- WRITTEN INSTRUCTION:
Copy out all of the data below word for word, leaving the pictures out.

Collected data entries
::::::

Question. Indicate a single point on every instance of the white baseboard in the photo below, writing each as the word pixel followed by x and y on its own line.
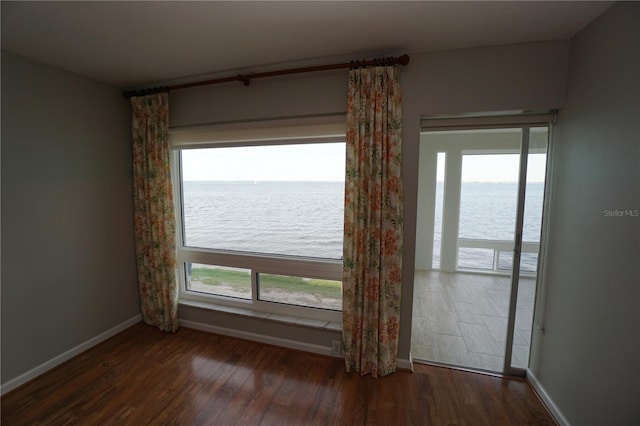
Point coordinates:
pixel 276 341
pixel 54 362
pixel 403 364
pixel 544 396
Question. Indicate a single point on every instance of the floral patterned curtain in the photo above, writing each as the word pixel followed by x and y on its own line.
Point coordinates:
pixel 154 212
pixel 372 271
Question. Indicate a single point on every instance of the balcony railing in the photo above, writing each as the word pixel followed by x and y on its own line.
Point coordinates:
pixel 499 246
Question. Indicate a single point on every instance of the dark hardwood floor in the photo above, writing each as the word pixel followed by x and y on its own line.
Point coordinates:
pixel 143 376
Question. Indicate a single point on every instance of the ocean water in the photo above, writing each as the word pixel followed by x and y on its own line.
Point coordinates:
pixel 306 218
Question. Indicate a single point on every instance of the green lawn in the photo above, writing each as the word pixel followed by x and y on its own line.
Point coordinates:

::::::

- COMPLETE RESPONSE:
Question. Indicate a single point on every instance of the white baseboard in the photo below, writing each as the word pixel followed by x and y on its own line.
Point coordinates:
pixel 276 341
pixel 54 362
pixel 403 364
pixel 544 396
Question. Indicate a single point on every instance of the floral patterned curtain in the photo above, writing each as the word pixel followed by x and y on its own line.
Point coordinates:
pixel 154 212
pixel 372 271
Question. Indicate a single point on every instance of the balcony railing in the photo above, writing each as the word pixel followed by x and y on its own line.
Point coordinates:
pixel 499 246
Question. Indicate a single point on every instance of the dark hardwood floor in the photo above, writing each as the word pixel followed by x and y on its own line.
Point coordinates:
pixel 143 376
Question. Indicate a single point on every instance of the ocean water in the photo above, writing each as the word pixel followed by x and y on its own line.
Point coordinates:
pixel 306 218
Question. Indicate a single point on every instance of the green lawn in the photo above, writing each as the word pixel followed by x and y on its own line.
Point coordinates:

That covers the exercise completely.